Task material:
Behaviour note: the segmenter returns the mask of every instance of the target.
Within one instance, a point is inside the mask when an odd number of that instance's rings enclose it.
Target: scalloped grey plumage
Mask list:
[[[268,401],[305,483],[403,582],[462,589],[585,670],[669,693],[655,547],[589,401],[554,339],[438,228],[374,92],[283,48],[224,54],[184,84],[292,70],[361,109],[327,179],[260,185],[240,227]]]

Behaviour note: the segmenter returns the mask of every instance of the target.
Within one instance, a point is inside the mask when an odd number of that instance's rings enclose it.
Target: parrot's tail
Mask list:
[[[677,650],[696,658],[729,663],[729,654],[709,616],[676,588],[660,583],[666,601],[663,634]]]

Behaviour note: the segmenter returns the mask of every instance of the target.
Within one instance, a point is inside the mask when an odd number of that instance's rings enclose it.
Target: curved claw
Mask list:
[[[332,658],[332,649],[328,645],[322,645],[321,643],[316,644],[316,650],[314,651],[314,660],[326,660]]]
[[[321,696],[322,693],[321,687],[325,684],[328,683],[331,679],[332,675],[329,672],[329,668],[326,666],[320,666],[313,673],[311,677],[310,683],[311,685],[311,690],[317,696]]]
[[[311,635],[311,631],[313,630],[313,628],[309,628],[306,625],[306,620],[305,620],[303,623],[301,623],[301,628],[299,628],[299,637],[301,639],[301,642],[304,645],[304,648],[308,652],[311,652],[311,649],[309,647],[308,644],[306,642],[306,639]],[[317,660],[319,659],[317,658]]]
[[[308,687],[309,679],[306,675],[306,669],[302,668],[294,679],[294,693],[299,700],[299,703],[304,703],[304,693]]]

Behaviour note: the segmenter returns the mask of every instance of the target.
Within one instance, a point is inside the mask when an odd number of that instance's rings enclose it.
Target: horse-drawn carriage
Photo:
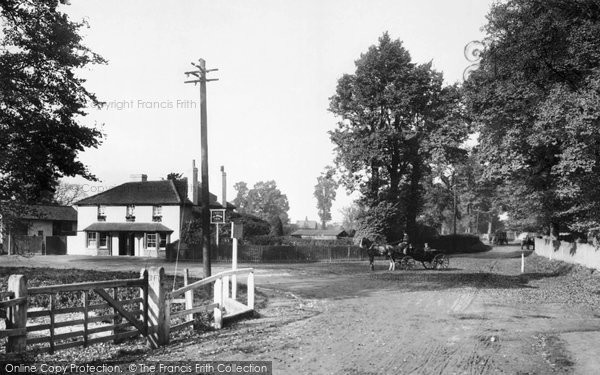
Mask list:
[[[411,244],[401,242],[396,246],[378,245],[368,238],[360,240],[360,247],[367,251],[369,255],[369,266],[374,270],[375,256],[385,255],[390,261],[390,271],[396,267],[401,269],[412,269],[416,262],[421,262],[425,269],[447,269],[450,265],[450,258],[441,251],[430,249],[425,244],[424,248],[415,248]]]

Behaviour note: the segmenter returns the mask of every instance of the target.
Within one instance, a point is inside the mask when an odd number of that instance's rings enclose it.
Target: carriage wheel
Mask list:
[[[438,270],[446,270],[450,266],[450,258],[446,254],[438,254],[433,258],[431,263]]]
[[[402,268],[405,270],[412,270],[415,268],[415,260],[412,257],[405,256],[400,262],[402,263]]]

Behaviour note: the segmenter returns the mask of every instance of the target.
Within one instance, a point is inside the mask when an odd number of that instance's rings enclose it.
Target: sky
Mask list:
[[[79,75],[105,102],[82,119],[105,134],[80,154],[100,182],[90,194],[147,174],[191,179],[200,165],[199,88],[184,84],[192,62],[206,61],[211,192],[227,199],[233,185],[275,180],[288,197],[291,222],[318,220],[316,178],[333,163],[327,108],[337,80],[388,31],[417,63],[432,61],[447,83],[470,64],[464,47],[483,37],[492,0],[86,0],[65,6],[85,19],[84,44],[106,65]],[[340,188],[332,208],[352,203]]]

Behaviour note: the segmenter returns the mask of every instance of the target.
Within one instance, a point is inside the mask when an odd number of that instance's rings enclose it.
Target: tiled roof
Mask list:
[[[311,236],[311,237],[323,237],[323,236],[340,236],[345,234],[346,231],[343,229],[298,229],[291,236]]]
[[[86,232],[173,232],[161,223],[93,223]]]
[[[78,206],[93,205],[126,205],[126,204],[181,204],[189,203],[181,197],[172,180],[126,182],[100,194],[84,198],[75,204]]]
[[[77,221],[77,211],[71,206],[29,205],[19,215],[25,220]]]

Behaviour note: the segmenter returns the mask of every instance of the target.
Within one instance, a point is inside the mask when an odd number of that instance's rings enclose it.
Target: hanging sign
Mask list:
[[[225,209],[215,208],[210,210],[211,224],[225,224]]]

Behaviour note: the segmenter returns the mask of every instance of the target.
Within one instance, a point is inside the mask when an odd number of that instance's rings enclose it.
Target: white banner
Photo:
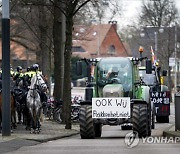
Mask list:
[[[92,118],[130,118],[130,97],[92,98]]]

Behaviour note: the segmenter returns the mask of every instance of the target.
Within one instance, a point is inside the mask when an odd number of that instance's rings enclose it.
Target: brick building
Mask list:
[[[116,24],[75,26],[73,36],[73,56],[96,58],[131,55],[117,33]]]

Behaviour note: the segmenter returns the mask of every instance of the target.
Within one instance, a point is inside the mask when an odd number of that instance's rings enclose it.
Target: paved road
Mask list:
[[[158,124],[158,127],[164,127],[164,124]],[[179,154],[180,144],[150,144],[140,143],[134,148],[128,148],[125,144],[124,136],[128,131],[120,131],[117,126],[103,128],[102,138],[99,139],[80,139],[79,135],[64,138],[56,141],[38,144],[35,146],[22,147],[12,154]],[[153,131],[153,136],[157,135],[156,130]]]
[[[152,132],[152,137],[162,136],[163,130],[172,126],[174,116],[171,115],[170,123],[156,123],[156,129]],[[152,143],[152,137],[147,141],[140,140],[138,144],[129,148],[125,144],[125,136],[131,131],[121,131],[119,126],[103,126],[102,137],[98,139],[80,139],[79,135],[63,138],[55,141],[49,141],[34,146],[24,146],[11,154],[179,154],[180,142],[161,144]]]

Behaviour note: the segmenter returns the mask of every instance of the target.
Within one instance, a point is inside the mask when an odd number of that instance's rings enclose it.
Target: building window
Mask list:
[[[85,52],[85,50],[81,46],[74,46],[72,52]]]
[[[111,46],[109,47],[108,53],[109,53],[109,54],[115,54],[115,52],[116,52],[115,46],[114,46],[114,45],[111,45]]]

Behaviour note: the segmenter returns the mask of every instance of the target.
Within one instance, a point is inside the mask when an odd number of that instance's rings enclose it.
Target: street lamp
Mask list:
[[[177,25],[174,27],[174,58],[175,58],[175,72],[174,72],[174,91],[177,92]]]

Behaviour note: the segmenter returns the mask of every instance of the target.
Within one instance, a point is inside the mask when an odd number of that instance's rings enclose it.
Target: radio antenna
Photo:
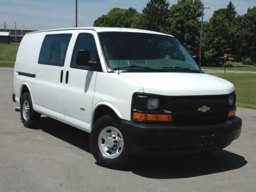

Do this: Tally the lines in the listing above that contain the string "building", with case counting, and reply with only the number.

The result: 2